### Work task
Records follow. Pull out every line that contains "orange".

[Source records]

══════════

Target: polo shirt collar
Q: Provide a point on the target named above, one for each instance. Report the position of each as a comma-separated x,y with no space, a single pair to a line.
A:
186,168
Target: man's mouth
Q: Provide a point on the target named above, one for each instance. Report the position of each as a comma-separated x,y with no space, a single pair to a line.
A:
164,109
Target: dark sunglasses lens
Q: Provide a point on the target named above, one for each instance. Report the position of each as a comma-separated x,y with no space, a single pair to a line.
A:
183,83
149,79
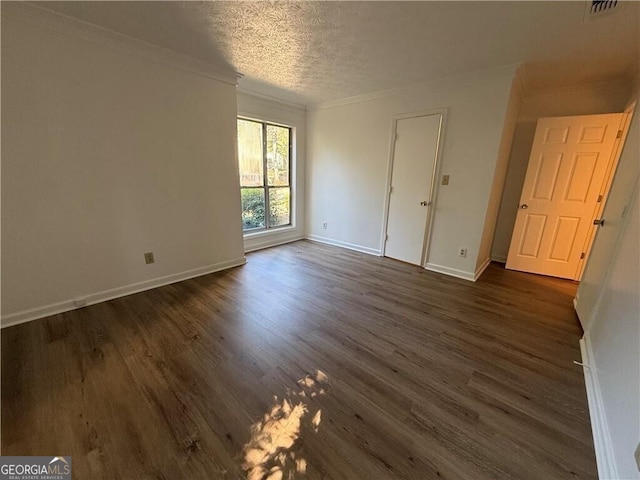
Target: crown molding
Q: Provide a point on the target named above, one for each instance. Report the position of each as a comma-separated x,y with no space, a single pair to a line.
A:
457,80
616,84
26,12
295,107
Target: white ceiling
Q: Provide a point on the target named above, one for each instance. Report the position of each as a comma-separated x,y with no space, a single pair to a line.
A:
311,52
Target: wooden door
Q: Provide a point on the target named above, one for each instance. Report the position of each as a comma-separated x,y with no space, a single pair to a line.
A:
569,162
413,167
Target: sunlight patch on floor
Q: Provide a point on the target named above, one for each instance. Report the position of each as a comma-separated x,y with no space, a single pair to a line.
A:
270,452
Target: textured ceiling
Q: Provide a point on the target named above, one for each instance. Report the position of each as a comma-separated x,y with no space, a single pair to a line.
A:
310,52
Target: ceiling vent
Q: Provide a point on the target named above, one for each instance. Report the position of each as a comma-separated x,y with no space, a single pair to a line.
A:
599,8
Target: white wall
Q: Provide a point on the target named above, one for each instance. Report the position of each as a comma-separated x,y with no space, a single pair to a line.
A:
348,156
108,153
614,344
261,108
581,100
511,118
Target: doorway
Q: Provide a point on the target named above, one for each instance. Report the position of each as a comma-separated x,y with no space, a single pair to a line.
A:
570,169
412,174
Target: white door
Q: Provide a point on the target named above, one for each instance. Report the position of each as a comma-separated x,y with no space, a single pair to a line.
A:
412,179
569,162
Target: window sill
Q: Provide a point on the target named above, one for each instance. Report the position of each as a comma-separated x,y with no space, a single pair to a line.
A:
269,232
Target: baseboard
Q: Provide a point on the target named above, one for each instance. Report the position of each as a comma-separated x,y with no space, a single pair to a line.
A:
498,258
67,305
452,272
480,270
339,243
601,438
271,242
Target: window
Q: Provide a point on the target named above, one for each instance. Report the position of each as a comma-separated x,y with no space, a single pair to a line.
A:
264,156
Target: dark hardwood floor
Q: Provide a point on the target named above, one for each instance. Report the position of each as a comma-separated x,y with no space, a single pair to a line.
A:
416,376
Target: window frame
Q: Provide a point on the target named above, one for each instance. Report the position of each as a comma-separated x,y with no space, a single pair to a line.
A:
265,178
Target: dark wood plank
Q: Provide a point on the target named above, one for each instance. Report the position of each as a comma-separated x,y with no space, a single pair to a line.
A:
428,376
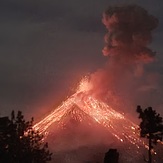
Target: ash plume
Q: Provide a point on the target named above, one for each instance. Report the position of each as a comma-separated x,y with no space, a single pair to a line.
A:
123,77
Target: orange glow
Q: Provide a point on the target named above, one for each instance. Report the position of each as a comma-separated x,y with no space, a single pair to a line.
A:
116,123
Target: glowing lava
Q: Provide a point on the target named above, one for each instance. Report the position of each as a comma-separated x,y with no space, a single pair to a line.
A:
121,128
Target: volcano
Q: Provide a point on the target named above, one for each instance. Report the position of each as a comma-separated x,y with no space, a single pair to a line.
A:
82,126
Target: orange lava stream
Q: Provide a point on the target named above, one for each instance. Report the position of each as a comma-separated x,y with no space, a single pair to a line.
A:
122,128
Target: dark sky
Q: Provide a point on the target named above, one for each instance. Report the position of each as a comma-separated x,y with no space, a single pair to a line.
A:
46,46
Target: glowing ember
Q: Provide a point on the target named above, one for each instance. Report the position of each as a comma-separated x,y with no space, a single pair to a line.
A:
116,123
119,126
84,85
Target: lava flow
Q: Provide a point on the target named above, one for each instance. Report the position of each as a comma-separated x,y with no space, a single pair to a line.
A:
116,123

══════════

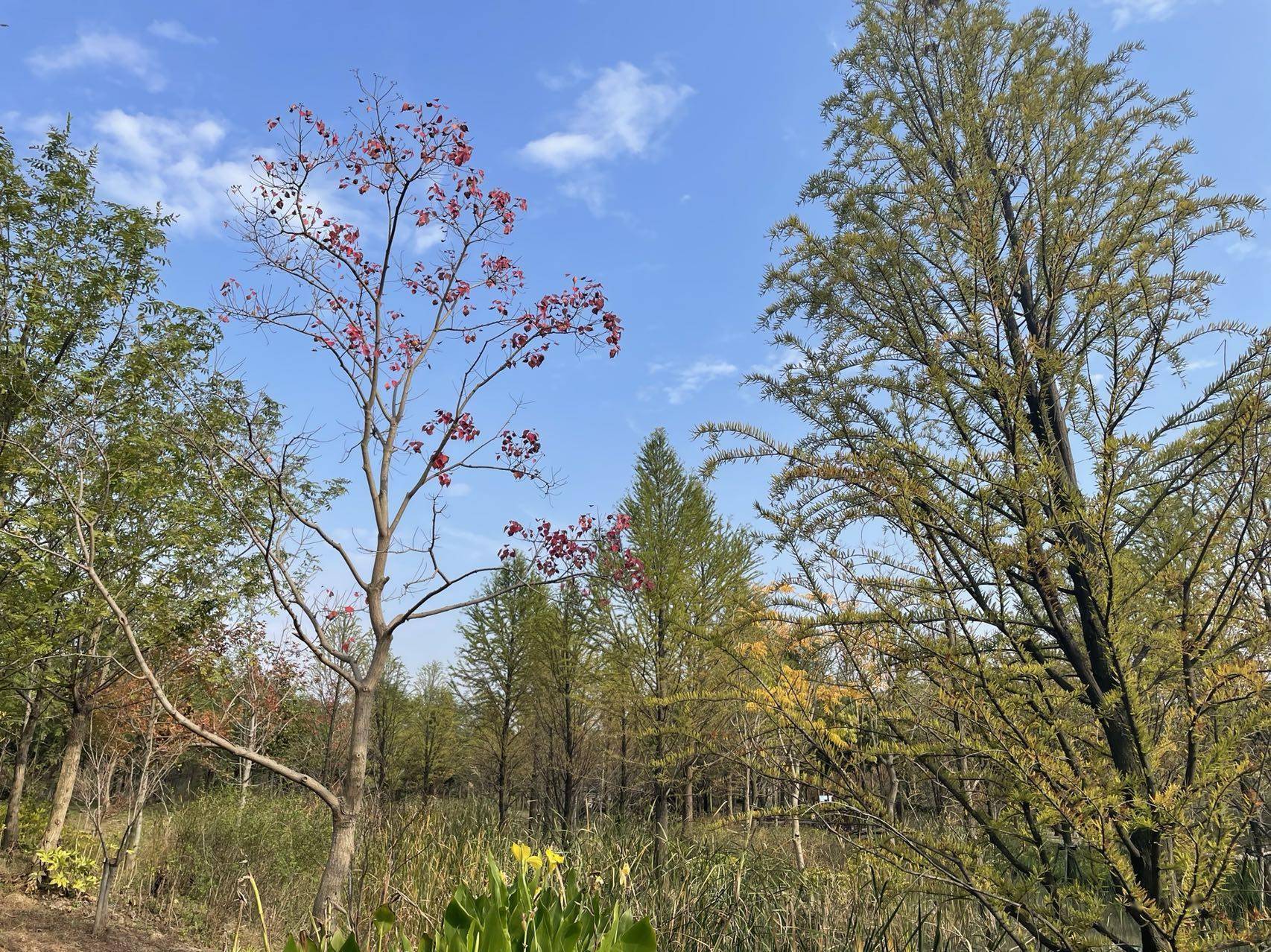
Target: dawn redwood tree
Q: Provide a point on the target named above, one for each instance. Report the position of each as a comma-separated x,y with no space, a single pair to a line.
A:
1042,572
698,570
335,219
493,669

══════════

### Written solution
Target: orange glow
Target: orange lava stream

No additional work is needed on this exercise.